Given exercise: In the text about loading nested jars with JRuby under Storm, extract the passage from "I've documented some" to "up my classpath." word for word.
━━━ Excerpt to read ━━━
I've documented some of this issue after further investigation in this mailing list post

Duplicated here for posterity:

I'm working on bringing the Redstorm library
(https://github.com/jruby-gradle/redstorm) up to speed with some of the recent
updates made possible in JRuby core, primary of which is loading
resources/artifacts nested within a self-contained .jar file. What I'd like,
ideally, is some sort of pre-initialization hook on a supervisor that I can tie
into to properly set up my classpath.

JRuby supports adding jars to the classpath with a `require` statement in such
a manner that a number of Ruby gems will embed a jar file in the gem and then
use `require 'my-library'` just like they might require any other Ruby
dependency.

This presents problems when executing in the Storm runtime environment. I
cannot simply go the shaded/fat-jar route since there is Ruby code which
expects "my-library.jar" to be a file in the Ruby `$LOAD_PATH` instead of
purely relying on the presence of files in the classpath.

This has been discussed previously in threads like this:
    <http://grokbase.com/t/gg/storm-user/12c7m3zzve/what-are-the-chances-of-supporting-a-jar-of-jars-in-the-future>

This isn't a problem on topology deployment where I can easily customize the
classpath and loading semantics but when a topology is sent out to supervisor
nodes and started in workers, the "entrypoint" is something I cannot modify or
hack to update the running load path for the JRuby runtime.

Is there a viable workaround or some means of overriding/extending the worker
initialization routines?
rtyler commented 9 years ago

The work-around that I've validated works is to include two separate configurations. One jrubyStorm packs everything into the artifact verbatim (nested jars-in-jars) whereas jrubyStormClasspath unzips all the dependencies and places the raw class files inside the resulting archive.

This will provide a short term resolution for users

Related jruby-gradle/redstorm#12
━━━ Provided data ━━━
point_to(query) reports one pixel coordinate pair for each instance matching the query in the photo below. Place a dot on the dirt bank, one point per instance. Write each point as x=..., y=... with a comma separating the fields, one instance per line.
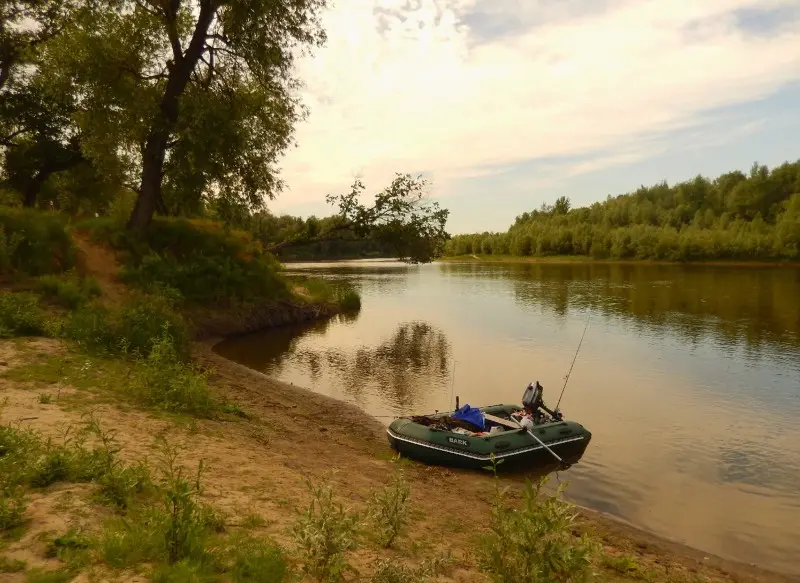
━━━
Output of the exercise:
I've documented some of this issue after further investigation in this mailing list post

Duplicated here for posterity:

I'm working on bringing the Redstorm library
(https://github.com/jruby-gradle/redstorm) up to speed with some of the recent
updates made possible in JRuby core, primary of which is loading
resources/artifacts nested within a self-contained .jar file. What I'd like,
ideally, is some sort of pre-initialization hook on a supervisor that I can tie
into to properly set up my classpath.